-- start --
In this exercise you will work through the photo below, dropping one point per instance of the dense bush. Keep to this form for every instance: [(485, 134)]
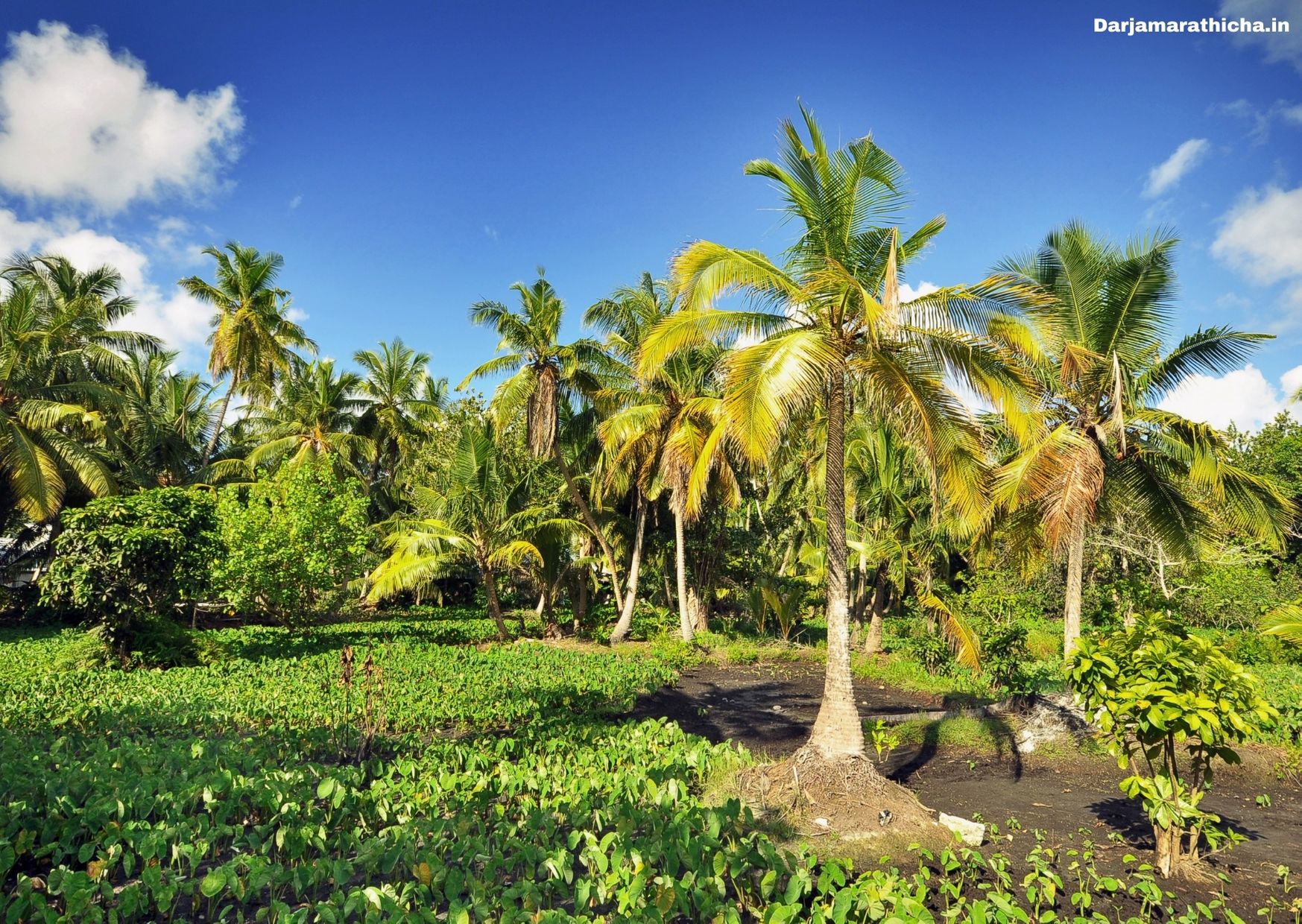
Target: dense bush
[(1169, 704), (123, 563), (293, 542)]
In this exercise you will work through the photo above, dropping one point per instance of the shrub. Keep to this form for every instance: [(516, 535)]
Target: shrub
[(293, 543), (1157, 692), (123, 563), (1004, 659)]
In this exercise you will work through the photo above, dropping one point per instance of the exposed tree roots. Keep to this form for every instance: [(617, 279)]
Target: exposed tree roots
[(847, 793)]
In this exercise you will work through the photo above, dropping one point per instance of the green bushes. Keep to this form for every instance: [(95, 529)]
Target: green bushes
[(123, 563), (1163, 697), (293, 542)]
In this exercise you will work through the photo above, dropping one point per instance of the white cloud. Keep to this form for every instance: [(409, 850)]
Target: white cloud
[(1181, 162), (1262, 235), (908, 293), (1283, 47), (172, 315), (1242, 397), (19, 235), (78, 123)]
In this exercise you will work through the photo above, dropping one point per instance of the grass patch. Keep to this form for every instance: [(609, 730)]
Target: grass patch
[(906, 673)]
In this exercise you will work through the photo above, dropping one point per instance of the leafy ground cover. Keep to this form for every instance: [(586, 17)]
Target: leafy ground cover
[(495, 789)]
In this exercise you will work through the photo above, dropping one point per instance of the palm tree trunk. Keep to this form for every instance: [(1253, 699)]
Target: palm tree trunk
[(876, 613), (681, 564), (838, 730), (1072, 608), (493, 605), (625, 624), (216, 430), (592, 522)]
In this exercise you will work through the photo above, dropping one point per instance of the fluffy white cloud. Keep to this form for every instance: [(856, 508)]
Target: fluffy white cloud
[(908, 293), (1242, 397), (1286, 47), (1181, 162), (1262, 235), (172, 315), (78, 123)]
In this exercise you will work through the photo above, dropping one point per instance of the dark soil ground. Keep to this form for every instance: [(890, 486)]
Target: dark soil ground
[(771, 707)]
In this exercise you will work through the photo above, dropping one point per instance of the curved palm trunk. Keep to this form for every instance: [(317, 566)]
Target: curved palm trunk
[(625, 624), (1072, 608), (493, 605), (592, 522), (680, 561), (838, 730)]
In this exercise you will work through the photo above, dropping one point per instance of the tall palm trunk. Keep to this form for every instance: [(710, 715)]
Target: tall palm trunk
[(1072, 608), (592, 522), (680, 560), (221, 418), (876, 613), (493, 605), (625, 624), (838, 730)]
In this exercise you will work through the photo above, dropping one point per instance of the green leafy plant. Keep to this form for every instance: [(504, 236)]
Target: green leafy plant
[(293, 542), (1163, 697), (885, 738), (123, 563)]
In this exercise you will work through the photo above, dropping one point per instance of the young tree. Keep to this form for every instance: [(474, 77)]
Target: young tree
[(479, 510)]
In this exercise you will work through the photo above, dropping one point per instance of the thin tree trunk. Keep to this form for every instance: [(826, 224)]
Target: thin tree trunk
[(551, 629), (625, 624), (681, 566), (493, 605), (592, 523), (838, 729), (1072, 608), (221, 417), (876, 613)]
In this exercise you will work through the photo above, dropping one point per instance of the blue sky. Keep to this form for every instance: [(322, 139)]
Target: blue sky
[(409, 159)]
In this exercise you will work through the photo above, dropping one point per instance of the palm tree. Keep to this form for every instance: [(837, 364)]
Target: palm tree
[(59, 367), (546, 374), (625, 318), (163, 420), (401, 399), (313, 414), (253, 336), (1101, 448), (835, 318), (479, 512)]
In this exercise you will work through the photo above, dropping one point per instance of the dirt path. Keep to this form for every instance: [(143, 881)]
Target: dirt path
[(771, 709)]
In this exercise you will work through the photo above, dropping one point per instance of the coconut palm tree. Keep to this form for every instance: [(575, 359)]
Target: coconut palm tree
[(313, 414), (479, 512), (667, 437), (546, 373), (401, 399), (625, 318), (253, 336), (59, 367), (163, 420), (835, 318), (1101, 446)]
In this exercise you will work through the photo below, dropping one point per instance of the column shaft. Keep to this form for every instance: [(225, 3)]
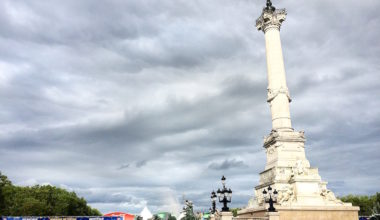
-- end --
- Instruction
Return the rows above unchanged, beginning with the line that contains "instance: [(575, 359)]" and continuing through the line that contains "318), (1101, 446)]", with both of those lines included.

- Solution to this task
In this exercise you will work through the photo above, dropping one point per instance of the coconut palm tree. Keep to this form for every instance: [(575, 359)]
Target: coconut palm tree
[(313, 414), (479, 512), (667, 437), (546, 373), (401, 399), (625, 318), (253, 336), (59, 367), (163, 420), (835, 318), (1101, 446)]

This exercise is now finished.